- Opening Delimiter -

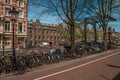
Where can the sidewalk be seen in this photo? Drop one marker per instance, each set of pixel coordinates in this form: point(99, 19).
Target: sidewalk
point(44, 66)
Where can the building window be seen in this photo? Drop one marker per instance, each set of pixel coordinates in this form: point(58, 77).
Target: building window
point(20, 3)
point(7, 26)
point(7, 41)
point(20, 15)
point(19, 41)
point(7, 10)
point(7, 1)
point(20, 27)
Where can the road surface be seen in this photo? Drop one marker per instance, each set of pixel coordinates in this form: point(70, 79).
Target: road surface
point(104, 66)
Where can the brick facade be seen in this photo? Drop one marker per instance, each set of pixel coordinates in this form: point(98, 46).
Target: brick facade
point(6, 25)
point(38, 33)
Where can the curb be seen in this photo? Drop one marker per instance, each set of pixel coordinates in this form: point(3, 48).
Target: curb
point(29, 70)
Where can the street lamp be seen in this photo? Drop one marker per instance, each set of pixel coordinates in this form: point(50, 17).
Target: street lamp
point(14, 15)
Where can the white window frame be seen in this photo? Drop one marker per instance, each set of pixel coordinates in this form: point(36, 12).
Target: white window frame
point(21, 14)
point(7, 41)
point(20, 40)
point(7, 11)
point(20, 25)
point(20, 3)
point(7, 1)
point(7, 26)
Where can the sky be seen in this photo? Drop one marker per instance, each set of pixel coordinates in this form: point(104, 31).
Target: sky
point(33, 13)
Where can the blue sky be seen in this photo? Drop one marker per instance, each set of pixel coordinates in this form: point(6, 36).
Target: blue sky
point(51, 19)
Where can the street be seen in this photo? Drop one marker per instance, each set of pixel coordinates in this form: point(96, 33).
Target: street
point(103, 66)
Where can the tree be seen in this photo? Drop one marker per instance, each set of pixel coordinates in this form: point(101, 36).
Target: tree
point(104, 11)
point(65, 9)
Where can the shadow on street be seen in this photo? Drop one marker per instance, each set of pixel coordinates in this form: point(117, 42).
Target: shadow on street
point(117, 77)
point(113, 66)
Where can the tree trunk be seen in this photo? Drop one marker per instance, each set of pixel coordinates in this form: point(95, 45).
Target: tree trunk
point(105, 37)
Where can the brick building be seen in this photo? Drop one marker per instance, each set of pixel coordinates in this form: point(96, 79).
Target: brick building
point(40, 33)
point(6, 25)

- Closing Delimiter -

[REQUIRED WORK] Without the images, write out each line of the data verbatim.

[RESULT OF THIS EXERCISE]
Where can the sidewalk be seen in this photo? Drop one marker per instance, each set of pixel coordinates in this form: point(99, 19).
Target: sidewalk
point(44, 66)
Where can the building window be seen in this photo? Drop one marker per instance, each set of pixel coordinates in this form: point(58, 77).
Target: building window
point(20, 3)
point(7, 26)
point(7, 41)
point(20, 15)
point(19, 41)
point(7, 10)
point(7, 1)
point(20, 27)
Where can the road surface be seen in this photo? Drop one marker per instance, each set of pixel coordinates in this form: point(70, 79).
Target: road surface
point(104, 66)
Where can the brick facade be seen in this photo? Drop one marker per instance, each set of pixel coordinates in this form: point(98, 46).
Target: brick facade
point(6, 25)
point(38, 33)
Where can the curb be seen in this photo? Drop one marker per instance, each set of pixel coordinates in this form: point(3, 48).
Target: curb
point(29, 70)
Where can the street lamp be seen in this photo? Drop one marker per instance, each set of pixel coordinates in this form: point(50, 17).
Target: street lamp
point(14, 15)
Where can the white window frame be seen in this photo? Drop one marker per instance, each set of pixel coordinates in this form: point(36, 12).
Target: white window frame
point(21, 14)
point(7, 41)
point(20, 40)
point(7, 11)
point(20, 25)
point(20, 3)
point(7, 1)
point(7, 26)
Where can the sky be seen in this photo? Drop one marker per instance, each set of pixel coordinates in this form: point(104, 31).
Target: sky
point(33, 13)
Where can the blue sky be seen in this photo? Drop one marker per instance, each set of pixel coordinates in this form: point(6, 36).
Target: blue sky
point(51, 19)
Where can the street be seen in this photo? Drop one marker per instance, each set of pixel coordinates in this form: point(96, 33).
Target: street
point(103, 66)
Where can the tree be seen in this photo? Drop one marker per instance, each set of pixel coordinates in this form: point(101, 36).
Target: tree
point(104, 11)
point(65, 9)
Where can the shadow on street be seen in this photo? Drop one marker per instance, each set of pixel coordinates in this form: point(117, 42).
Target: shadow on street
point(117, 77)
point(113, 66)
Where can the tree trunk be seen in this photo? Drop one marker per instance, each set of pixel coordinates in this form: point(95, 45).
Target: tree trunk
point(105, 37)
Where can the brick building be seen in this photo? Drop one marker per instance, each set of pixel coordinates in this form: point(96, 79).
Target: brick building
point(40, 33)
point(6, 25)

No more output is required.